ANALYSE - BATAILLE D'HAJIN : Quand le devoir de réserve s’impose.

Posté le vendredi 22 février 2019
ANALYSE - BATAILLE D'HAJIN : Quand le devoir de réserve s’impose.

Dans la Revue de la Défense nationale de février dernier, le colonel François-Régis Legrier a publié un article dans lequel il critique la stratégie de la coalition en Syrie, reproche à la France son suivisme des Etats-Unis sur ce théâtre d’opération en matière de stratégie et de conduite des opérations. Il estime qu’en engageant des troupes au sol la France aurait pu s’emparer plus rapidement des positions tenues par Daesh, précisant au passage qu’il aurait fallu pour cela consentir des pertes.

Si l’on se place dans une perspective opérationnelle, la prise de position du colonel Légrier pose une première question : pourquoi verser le sang de nos soldats si le but de guerre fixé peut être atteint par d’autres moyens moins couteux en pertes humaines ? D’autant que sur ce théâtre, les troupes françaises ne sont qu’en appui du combat que mènent les protagonistes locaux pour éradiquer du territoire les derniers combattants de Daesh. Dans tous les cas, après l’élimination de ce qui reste de Daesh sur ce théâtre, la lutte politique et militaire continuera ailleurs contre cette idéologie mortifère.

(Actions demandées)
(a) D'après l'analyse sur la bataille d'Hajin, dans quelle revue le colonel François-Régis Legrier a-t-il publié son article ?
(b) Recopiez le passage de l'analyse sur la bataille d'Hajin qui commence par « Dans la Revue » et se poursuit jusqu'à « consentir des pertes. ».
Les enregistrements qui suivent proviennent d'une autre source.

Enregistrements bruts:
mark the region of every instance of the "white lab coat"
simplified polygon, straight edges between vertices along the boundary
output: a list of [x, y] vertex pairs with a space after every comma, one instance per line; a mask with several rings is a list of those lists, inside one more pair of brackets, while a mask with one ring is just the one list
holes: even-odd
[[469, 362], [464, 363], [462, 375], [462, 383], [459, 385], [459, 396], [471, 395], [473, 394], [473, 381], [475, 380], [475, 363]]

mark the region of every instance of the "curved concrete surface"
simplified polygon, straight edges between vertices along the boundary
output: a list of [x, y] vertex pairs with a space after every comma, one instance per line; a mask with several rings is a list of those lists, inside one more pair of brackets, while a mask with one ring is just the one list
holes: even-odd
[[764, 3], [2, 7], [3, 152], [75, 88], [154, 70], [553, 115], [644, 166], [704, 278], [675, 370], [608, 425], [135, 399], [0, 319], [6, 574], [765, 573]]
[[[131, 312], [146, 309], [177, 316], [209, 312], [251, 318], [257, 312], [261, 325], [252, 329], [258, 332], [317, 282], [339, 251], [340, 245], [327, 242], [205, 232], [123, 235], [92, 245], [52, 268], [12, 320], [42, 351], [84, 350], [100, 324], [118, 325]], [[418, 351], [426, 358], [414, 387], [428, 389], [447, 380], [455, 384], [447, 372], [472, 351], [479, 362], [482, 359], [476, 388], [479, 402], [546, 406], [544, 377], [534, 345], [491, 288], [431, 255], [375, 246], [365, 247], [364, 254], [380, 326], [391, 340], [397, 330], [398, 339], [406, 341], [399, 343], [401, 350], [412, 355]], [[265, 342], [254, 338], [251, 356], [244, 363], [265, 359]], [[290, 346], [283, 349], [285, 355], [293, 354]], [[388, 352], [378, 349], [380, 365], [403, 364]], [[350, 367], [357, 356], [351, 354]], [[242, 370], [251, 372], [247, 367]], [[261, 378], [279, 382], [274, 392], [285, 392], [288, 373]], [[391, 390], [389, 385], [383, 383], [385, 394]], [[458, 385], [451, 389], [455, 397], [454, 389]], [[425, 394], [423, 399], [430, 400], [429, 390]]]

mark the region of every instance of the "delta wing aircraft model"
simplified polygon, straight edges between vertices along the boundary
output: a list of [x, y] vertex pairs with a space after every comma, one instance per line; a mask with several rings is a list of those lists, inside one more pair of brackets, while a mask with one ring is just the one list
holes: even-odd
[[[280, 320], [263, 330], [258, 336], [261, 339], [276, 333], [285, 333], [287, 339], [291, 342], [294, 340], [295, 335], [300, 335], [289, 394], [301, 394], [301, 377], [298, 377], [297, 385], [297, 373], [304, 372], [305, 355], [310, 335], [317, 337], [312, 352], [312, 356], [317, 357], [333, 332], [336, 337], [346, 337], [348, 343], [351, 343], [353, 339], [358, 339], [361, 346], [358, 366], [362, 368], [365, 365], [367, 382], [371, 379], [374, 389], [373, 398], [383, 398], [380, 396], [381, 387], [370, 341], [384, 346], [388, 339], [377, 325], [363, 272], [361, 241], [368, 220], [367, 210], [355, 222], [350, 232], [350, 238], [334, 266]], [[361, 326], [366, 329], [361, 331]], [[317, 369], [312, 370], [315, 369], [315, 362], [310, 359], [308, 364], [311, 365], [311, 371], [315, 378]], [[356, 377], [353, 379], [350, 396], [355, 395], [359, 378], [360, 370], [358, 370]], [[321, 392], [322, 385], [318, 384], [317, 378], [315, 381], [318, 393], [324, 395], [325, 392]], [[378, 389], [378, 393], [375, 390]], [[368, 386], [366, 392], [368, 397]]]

(Corrigé de l'exercice)
(a) Dans la Revue de la Défense nationale.

(b)
Dans la Revue de la Défense nationale de février dernier, le colonel François-Régis Legrier a publié un article dans lequel il critique la stratégie de la coalition en Syrie, reproche à la France son suivisme des Etats-Unis sur ce théâtre d’opération en matière de stratégie et de conduite des opérations. Il estime qu’en engageant des troupes au sol la France aurait pu s’emparer plus rapidement des positions tenues par Daesh, précisant au passage qu’il aurait fallu pour cela consentir des pertes.